**PROBLEM**
Copy the data below word for word, beginning at the line that contains "Reviewer note: every instance of the woman's leg" and continuing through to its end. Leave the pictures out.

-.-.-

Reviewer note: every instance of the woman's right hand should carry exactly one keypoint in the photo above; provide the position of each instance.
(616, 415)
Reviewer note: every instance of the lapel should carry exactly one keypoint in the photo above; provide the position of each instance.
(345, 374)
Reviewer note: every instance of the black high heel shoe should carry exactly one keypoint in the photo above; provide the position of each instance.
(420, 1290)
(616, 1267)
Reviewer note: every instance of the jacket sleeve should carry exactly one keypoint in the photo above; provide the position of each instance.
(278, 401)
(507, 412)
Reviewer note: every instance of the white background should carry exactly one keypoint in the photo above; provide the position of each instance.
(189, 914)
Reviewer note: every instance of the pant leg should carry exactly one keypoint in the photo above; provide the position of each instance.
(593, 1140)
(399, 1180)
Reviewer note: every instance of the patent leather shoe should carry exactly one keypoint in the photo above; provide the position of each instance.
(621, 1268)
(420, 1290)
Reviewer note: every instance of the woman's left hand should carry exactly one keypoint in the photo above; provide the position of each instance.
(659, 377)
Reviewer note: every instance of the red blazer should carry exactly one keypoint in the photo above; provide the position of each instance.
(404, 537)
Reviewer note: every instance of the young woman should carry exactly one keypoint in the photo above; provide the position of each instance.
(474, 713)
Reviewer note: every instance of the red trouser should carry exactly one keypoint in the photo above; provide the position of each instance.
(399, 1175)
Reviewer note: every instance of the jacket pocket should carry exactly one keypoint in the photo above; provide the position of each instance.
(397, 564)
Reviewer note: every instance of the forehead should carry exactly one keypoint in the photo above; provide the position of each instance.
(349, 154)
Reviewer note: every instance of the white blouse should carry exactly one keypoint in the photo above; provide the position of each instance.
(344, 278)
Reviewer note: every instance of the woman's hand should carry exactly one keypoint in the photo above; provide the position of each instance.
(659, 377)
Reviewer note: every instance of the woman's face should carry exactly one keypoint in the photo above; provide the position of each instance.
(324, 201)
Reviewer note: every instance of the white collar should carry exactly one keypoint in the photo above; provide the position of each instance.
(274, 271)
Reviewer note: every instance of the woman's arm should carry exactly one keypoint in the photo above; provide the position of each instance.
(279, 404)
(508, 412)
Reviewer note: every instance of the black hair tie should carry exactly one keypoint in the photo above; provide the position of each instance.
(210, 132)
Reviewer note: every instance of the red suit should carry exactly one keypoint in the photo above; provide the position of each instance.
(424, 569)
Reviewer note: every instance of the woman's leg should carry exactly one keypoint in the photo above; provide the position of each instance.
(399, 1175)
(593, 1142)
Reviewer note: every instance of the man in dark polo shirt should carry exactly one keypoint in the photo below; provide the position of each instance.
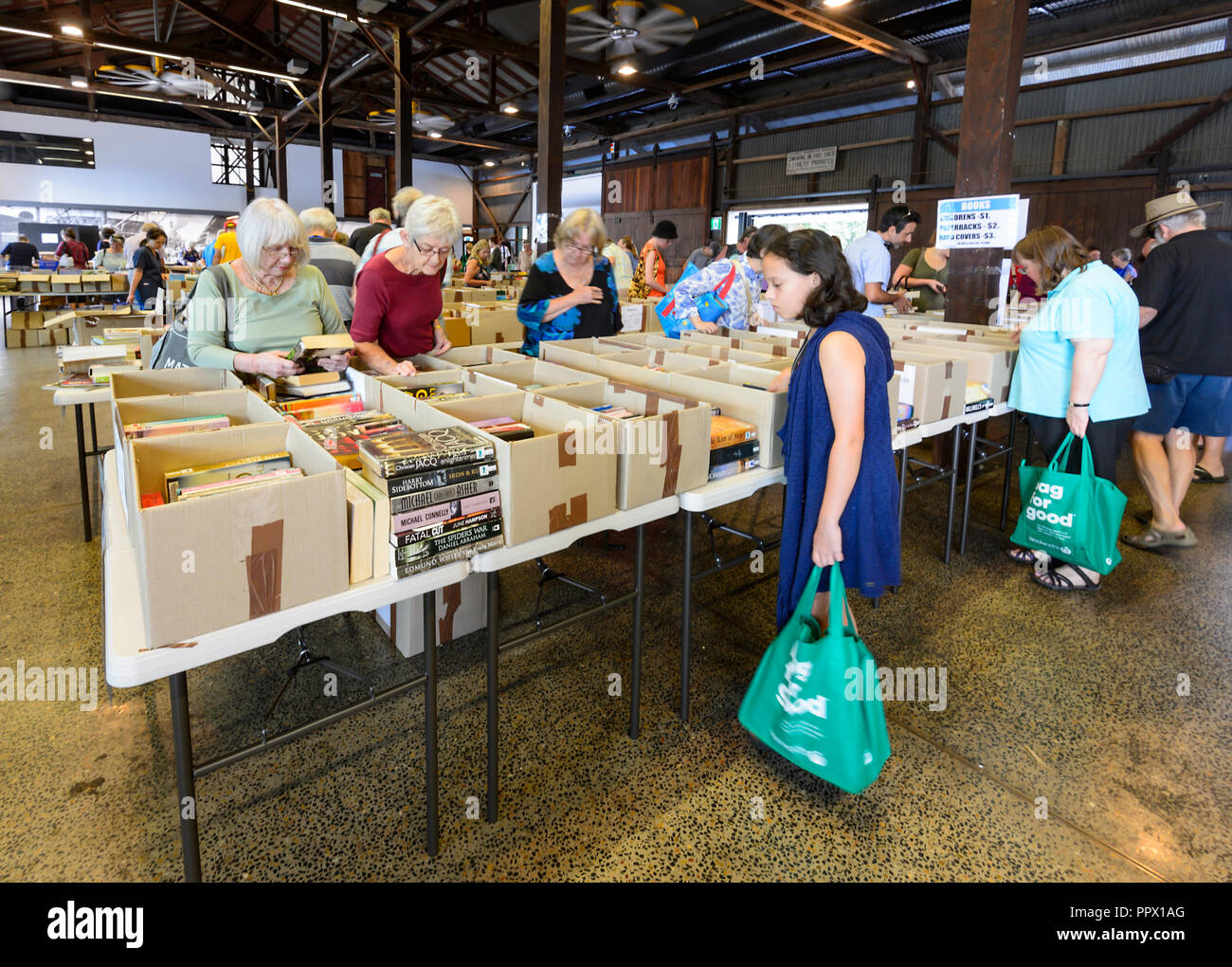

-.-.-

**REPLY TO THE TASK**
Reviewer note: every instance of the woman's leg should carry exactly one keypoint in the photo above; provide the position of each instance.
(399, 1175)
(593, 1142)
Reviewer note: every instance of the man in dark polo shirt should carry exactly one keypoint in the photo below; provide the position of each instance.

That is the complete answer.